Segmentation annotation records

------------------------------------

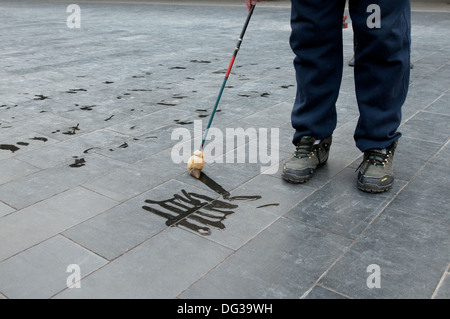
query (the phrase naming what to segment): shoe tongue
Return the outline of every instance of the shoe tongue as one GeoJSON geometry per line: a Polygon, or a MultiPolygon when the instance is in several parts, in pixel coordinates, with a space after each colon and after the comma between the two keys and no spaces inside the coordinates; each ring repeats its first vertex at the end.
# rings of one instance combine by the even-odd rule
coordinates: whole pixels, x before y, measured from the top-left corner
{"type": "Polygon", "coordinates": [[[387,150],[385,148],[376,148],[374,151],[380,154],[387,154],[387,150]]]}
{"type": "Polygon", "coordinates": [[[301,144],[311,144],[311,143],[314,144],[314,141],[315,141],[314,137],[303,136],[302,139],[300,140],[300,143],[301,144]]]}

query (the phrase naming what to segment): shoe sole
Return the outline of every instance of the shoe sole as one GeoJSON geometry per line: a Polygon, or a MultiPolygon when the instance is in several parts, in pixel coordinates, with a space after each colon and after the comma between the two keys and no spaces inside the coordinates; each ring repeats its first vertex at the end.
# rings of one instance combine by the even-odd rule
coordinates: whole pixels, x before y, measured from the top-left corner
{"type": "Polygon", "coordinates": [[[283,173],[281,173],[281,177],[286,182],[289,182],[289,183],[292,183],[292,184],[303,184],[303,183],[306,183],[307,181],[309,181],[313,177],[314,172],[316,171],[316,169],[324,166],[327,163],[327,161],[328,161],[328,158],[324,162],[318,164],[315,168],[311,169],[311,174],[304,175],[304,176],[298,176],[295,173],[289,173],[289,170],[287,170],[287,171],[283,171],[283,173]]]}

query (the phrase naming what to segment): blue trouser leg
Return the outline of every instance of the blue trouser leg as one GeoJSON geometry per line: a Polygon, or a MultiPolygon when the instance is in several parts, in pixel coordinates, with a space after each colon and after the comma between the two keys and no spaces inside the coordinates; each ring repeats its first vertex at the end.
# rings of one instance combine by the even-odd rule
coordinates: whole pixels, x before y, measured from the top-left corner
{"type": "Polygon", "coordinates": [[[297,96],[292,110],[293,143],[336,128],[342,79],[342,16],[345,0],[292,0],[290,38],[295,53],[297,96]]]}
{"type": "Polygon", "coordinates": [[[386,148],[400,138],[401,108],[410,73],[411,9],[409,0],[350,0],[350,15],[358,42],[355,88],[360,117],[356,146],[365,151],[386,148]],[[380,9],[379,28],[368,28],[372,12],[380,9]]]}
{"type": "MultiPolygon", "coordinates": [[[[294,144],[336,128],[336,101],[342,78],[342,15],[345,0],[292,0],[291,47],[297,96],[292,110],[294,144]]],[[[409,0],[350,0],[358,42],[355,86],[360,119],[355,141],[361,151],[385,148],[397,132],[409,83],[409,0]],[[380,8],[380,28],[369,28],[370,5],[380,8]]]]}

------------------------------------

(CHALLENGE): Pull out each line of the records above that contains the word "blue" and copy those lines unchanged.

(EXERCISE SOLUTION):
query (the phrase naming what to segment): blue trouser leg
Return the outline of every instance of the blue trouser leg as one GeoJSON geometry per line: a Polygon, or a MultiPolygon when the instance is in several parts, in pixel coordinates, with a space after each colon and after the comma between the two keys and no spaces inside the coordinates; each ring repeats its first vertex at the end.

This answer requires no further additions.